[Excerpt from a dataset]
--- START ---
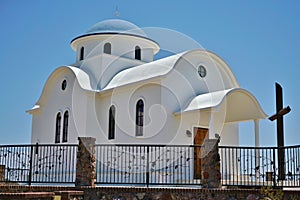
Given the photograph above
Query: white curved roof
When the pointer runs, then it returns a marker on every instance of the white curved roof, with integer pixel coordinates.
(116, 26)
(82, 78)
(143, 72)
(162, 67)
(241, 105)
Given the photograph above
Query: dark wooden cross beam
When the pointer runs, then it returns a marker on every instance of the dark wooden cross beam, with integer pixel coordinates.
(280, 112)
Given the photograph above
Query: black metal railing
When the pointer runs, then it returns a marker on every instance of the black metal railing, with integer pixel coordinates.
(151, 165)
(250, 166)
(148, 164)
(39, 163)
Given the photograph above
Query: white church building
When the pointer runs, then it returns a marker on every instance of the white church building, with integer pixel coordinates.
(117, 93)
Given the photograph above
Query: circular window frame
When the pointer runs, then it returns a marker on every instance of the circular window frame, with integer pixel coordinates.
(64, 85)
(202, 72)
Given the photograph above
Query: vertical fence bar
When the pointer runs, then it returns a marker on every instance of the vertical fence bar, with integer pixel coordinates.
(30, 165)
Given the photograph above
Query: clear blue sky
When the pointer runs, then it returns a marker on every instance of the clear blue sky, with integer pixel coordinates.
(259, 40)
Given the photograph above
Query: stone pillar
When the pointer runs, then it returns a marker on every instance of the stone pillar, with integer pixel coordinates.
(210, 164)
(2, 172)
(86, 162)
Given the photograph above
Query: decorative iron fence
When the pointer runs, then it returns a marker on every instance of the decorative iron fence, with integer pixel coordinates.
(250, 166)
(148, 164)
(39, 163)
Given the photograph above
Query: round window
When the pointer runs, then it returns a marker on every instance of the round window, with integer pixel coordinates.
(201, 71)
(64, 85)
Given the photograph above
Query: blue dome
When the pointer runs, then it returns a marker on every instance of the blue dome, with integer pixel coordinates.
(116, 26)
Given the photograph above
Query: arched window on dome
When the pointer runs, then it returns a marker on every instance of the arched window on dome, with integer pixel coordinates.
(139, 118)
(66, 126)
(81, 53)
(107, 48)
(111, 123)
(137, 53)
(57, 128)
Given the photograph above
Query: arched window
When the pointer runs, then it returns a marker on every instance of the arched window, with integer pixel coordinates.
(107, 48)
(81, 53)
(139, 118)
(111, 123)
(137, 53)
(65, 128)
(57, 128)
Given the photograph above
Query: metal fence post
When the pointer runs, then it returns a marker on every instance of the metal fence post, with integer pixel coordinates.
(30, 165)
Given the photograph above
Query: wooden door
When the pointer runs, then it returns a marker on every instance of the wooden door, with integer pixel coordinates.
(199, 135)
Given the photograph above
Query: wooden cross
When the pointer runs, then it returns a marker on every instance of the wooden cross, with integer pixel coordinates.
(280, 112)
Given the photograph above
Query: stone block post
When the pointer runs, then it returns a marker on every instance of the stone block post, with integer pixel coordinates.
(210, 164)
(2, 172)
(86, 162)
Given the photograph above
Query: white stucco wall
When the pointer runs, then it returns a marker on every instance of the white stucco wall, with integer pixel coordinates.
(121, 45)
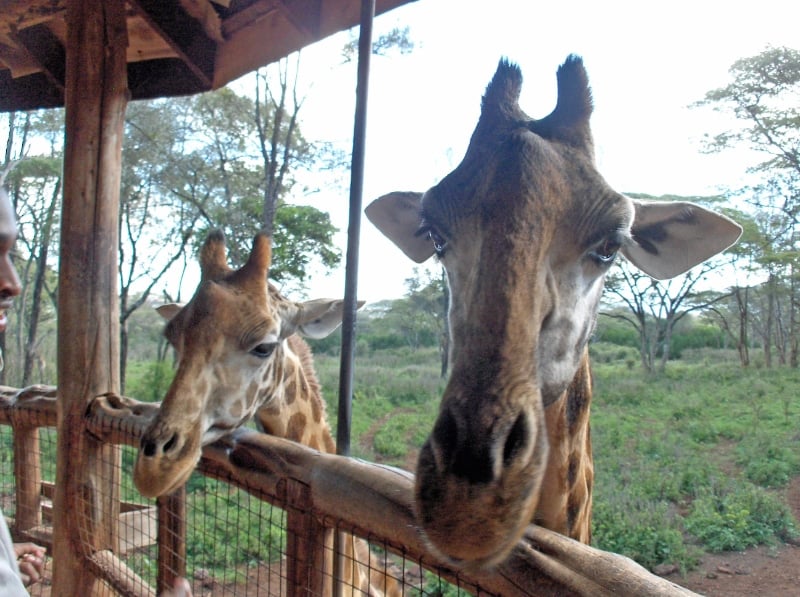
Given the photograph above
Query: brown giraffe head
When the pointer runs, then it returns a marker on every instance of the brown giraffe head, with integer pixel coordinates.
(232, 342)
(526, 229)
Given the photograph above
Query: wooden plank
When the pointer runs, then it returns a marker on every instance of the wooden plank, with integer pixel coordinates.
(88, 330)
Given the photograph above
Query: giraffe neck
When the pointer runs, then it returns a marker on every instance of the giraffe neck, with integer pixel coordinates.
(565, 503)
(297, 411)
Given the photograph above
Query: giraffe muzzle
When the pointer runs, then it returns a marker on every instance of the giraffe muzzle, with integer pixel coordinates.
(477, 488)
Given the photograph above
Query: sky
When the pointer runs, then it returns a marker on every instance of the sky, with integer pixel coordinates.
(647, 62)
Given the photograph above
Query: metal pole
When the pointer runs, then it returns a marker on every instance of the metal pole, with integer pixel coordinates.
(351, 265)
(353, 232)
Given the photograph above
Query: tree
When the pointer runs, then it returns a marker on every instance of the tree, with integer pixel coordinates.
(764, 96)
(655, 307)
(34, 184)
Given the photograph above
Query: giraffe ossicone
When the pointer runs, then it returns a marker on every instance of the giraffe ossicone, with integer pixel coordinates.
(239, 356)
(526, 229)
--- END ---
Given task:
Without the pictures, copy the material exactly as given.

Written response:
Given the photograph above
Query: white curved roof
When the pointer runs, then it returns a marker on every instance of the white curved roof, with integer pixel coordinates.
(116, 26)
(82, 78)
(143, 72)
(162, 67)
(241, 105)
Given the photograph above
Query: dark wooden cross beam
When the pointer runs, then it returns a marker on every instance of the dark wooden cross beam, with integer pixel coordinates.
(280, 112)
Given the photograph above
Query: black metal railing
When the pointer runs, then it returns a marker on every instance of the black metal railing, with integer pixel coordinates.
(151, 165)
(250, 166)
(148, 164)
(39, 163)
Given the photograph above
Query: white church building
When the pointer runs, then it returns a marker on every instance of the white church building, with integer pixel coordinates.
(117, 93)
Given the photograph above
Query: circular window frame
When the pointer runs, then it returns a marker on every instance of the circular window frame, with integer pixel coordinates.
(64, 85)
(202, 72)
Given the photograph above
Query: vertical fence bar
When the pointer runs, then it returns a marker on every instance of the vertical fence bar, with integer pixel coordinates.
(30, 165)
Given the photograph above
Query: clear blue sky
When the pointer runs, then it returns a marker on every instance of the clear blue sky, with integer pixel coordinates.
(259, 40)
Given the photograph above
Query: stone pillar
When the pointer runs, then it returns a marker on every instance of the stone pillar, with integer pixel coordinates.
(210, 164)
(2, 172)
(86, 162)
Given the photograph above
Query: decorative iron fence
When the pointer runs, then it returns a marker on every instance of the decorative iron fence, with integer pixel coordinates.
(250, 166)
(148, 164)
(39, 163)
Given the photograph above
Query: round window
When the pointer runs, then it returns a marker on every instance of the round window, with integer pixel coordinates.
(201, 71)
(64, 85)
Given the photograph above
Query: blue dome
When the pointer runs, then it returns a marker on every instance of the blue dome, with integer pixel coordinates.
(116, 26)
Given the photograph above
Query: arched window on dome
When the pointer runs, then it returns a marker on every instance of the arched window on dome, with integer pixel coordinates.
(139, 118)
(66, 126)
(81, 53)
(107, 48)
(111, 123)
(137, 53)
(57, 128)
Given the photograph above
Query: arched window
When the pointer runs, then it returns a marker on every instance of the arched window, with integer pixel coordinates.
(107, 48)
(81, 53)
(139, 118)
(111, 123)
(137, 53)
(65, 128)
(57, 128)
Given the photograph above
Query: metal fence post
When the pointer runs, then it returns a marker on every instance of the metal fence post, with integer pixel coordinates.
(30, 165)
Given the photograph above
Query: wooden door
When the pointer runs, then it returns a marker on every instance of the wooden door, with integer pixel coordinates.
(199, 135)
Given the photograph above
Query: wooden cross
When the pointer runs, then it returns a marker on every instance of the wooden cross, with integer pixel coordinates.
(280, 112)
Given the photograph above
Query: stone block post
When the pointer runs, then it returns a marker on every instance of the stone block post, with integer pixel coordinates.
(210, 164)
(2, 172)
(86, 162)
Given the photograph above
Query: white stucco wall
When the pointer runs, then it returns a marker on every instance of the white stucco wall, with integer pixel coordinates.
(121, 45)
Given the photograph above
Query: brown giraffe head
When the pointer runs, then it returns a marker on every instance of the brown giraffe head, with integer pixel coordinates.
(232, 342)
(526, 229)
Given the photograph above
Query: wooden plank
When the pointer runs, then it returns a marker on every instance of the wooden plank, with integer pixel coordinates.
(88, 330)
Given the photograph above
Query: giraffe neck
When the pointer runs, then it returns a marker on every instance of the giraffe neck, with integer pixel coordinates.
(565, 503)
(297, 411)
Given the photograph above
Query: giraffe muzzle
When the pointer runs, then it returns a marker on every instance of the giraffe muzzle, with integer pixel coordinates.
(477, 488)
Given the photograph above
Query: sky
When the pointer runs, then it returns a marker on every instance of the sky, with integer pixel coordinates.
(647, 62)
Given the photograph above
Query: metal pole
When the pointer runs, then it returns a marker on every instance of the metal pole, with integer pixel coordinates.
(351, 265)
(353, 232)
Given the photograph above
Query: tree
When the pointer runs, then it returns a marker on every instance of the tree, with integer pixel coordinates.
(764, 96)
(655, 307)
(34, 184)
Given the photograph above
Query: giraffe ossicone
When the pointer runs, then it returns a marker on every instance of the giraffe ossicone, with integer pixel coordinates.
(239, 356)
(526, 229)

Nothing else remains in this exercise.